<<<<

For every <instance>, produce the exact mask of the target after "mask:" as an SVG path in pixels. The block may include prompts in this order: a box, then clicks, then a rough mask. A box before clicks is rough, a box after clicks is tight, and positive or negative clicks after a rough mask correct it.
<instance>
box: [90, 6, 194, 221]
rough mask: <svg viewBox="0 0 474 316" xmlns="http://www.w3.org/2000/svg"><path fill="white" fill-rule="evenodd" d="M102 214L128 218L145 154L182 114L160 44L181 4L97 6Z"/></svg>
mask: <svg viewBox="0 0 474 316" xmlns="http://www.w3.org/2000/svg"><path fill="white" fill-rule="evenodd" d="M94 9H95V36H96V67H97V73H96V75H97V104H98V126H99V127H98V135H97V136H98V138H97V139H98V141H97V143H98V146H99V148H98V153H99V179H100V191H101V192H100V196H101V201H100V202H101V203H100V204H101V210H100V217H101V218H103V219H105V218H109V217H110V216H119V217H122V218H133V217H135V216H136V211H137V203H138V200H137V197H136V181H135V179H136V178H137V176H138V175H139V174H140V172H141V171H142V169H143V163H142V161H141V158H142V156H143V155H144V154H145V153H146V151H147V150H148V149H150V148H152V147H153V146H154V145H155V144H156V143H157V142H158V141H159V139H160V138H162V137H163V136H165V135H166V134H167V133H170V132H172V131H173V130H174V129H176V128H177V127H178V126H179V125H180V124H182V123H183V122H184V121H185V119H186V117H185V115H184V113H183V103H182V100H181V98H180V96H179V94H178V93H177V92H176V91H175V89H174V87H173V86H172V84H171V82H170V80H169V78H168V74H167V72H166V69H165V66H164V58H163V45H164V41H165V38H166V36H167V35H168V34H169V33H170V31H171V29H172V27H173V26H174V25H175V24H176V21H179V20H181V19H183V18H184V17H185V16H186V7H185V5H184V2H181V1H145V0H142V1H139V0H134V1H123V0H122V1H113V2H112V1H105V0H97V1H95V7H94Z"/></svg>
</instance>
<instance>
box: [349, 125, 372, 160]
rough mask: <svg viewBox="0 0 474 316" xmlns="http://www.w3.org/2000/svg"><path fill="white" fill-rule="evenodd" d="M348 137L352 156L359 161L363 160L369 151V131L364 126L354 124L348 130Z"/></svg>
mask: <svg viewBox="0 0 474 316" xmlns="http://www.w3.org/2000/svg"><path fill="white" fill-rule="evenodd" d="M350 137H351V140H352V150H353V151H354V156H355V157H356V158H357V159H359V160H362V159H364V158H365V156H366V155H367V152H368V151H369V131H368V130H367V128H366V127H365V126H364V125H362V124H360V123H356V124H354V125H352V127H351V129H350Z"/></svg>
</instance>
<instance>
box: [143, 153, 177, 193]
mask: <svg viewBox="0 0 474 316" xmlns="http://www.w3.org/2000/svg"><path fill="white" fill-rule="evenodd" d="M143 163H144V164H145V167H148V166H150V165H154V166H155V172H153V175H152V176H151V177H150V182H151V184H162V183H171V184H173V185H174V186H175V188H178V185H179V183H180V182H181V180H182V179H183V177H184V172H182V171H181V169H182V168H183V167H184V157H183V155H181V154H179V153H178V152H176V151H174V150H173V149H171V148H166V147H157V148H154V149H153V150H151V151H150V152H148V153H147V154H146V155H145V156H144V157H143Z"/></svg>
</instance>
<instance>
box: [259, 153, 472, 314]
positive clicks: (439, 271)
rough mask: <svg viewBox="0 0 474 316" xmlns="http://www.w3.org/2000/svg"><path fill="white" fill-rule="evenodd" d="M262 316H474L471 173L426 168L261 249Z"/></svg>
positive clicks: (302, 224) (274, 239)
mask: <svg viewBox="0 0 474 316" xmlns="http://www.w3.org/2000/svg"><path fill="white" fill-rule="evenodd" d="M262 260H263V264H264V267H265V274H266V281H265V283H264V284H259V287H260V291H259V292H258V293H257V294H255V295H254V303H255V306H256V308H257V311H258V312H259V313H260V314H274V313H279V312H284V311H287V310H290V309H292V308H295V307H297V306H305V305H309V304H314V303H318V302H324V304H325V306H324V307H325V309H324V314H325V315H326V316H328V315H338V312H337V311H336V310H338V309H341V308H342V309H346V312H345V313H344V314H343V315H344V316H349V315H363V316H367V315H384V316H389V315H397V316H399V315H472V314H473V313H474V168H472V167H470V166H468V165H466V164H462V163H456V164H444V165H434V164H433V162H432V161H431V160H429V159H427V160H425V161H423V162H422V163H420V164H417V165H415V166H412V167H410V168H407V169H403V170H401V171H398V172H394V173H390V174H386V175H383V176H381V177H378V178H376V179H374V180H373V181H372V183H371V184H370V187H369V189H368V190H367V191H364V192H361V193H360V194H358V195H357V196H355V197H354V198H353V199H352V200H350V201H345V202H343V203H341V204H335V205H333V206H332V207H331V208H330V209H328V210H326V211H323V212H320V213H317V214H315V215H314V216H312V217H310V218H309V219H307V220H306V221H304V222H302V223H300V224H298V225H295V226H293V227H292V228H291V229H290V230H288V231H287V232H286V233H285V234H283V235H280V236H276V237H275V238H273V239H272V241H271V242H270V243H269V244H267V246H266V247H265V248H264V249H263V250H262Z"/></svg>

>>>>

Task objective
From the records above, copy out the line with "box: [90, 6, 194, 221]", the line with "box: [349, 125, 372, 160]", and every line between them, word for word.

Reply
box: [90, 6, 194, 221]
rough mask: <svg viewBox="0 0 474 316" xmlns="http://www.w3.org/2000/svg"><path fill="white" fill-rule="evenodd" d="M102 214L128 218L145 154L182 114L160 44L181 4L97 6Z"/></svg>
mask: <svg viewBox="0 0 474 316" xmlns="http://www.w3.org/2000/svg"><path fill="white" fill-rule="evenodd" d="M94 9H95V36H96V67H97V73H96V75H97V104H98V126H99V127H98V135H97V136H98V138H97V139H98V141H97V143H98V146H99V148H98V153H99V179H100V191H101V192H100V196H101V201H100V202H101V203H100V204H101V210H100V217H101V218H103V219H105V218H109V217H110V216H119V217H122V218H133V217H135V216H136V211H137V203H138V200H137V197H136V181H135V179H136V178H137V176H138V175H139V174H140V172H141V171H142V169H143V163H142V161H141V158H142V156H143V155H144V154H145V153H146V151H147V150H148V149H150V148H152V147H153V146H154V145H155V144H156V143H157V142H158V141H159V139H160V138H162V137H163V136H165V135H166V134H167V133H170V132H172V131H173V130H174V129H176V128H177V127H178V126H179V125H180V124H182V123H183V122H184V121H185V119H186V117H185V115H184V113H183V103H182V100H181V98H180V96H179V94H178V93H177V92H176V91H175V89H174V87H173V86H172V84H171V82H170V80H169V78H168V74H167V72H166V69H165V66H164V58H163V45H164V41H165V38H166V36H167V35H168V34H169V33H170V31H171V29H172V27H173V26H174V25H175V24H176V21H179V20H181V19H183V18H184V17H185V16H186V7H185V5H184V2H181V1H145V0H142V1H139V0H134V1H123V0H122V1H113V2H112V1H105V0H97V1H95V7H94Z"/></svg>
</instance>
<instance>
box: [349, 125, 372, 160]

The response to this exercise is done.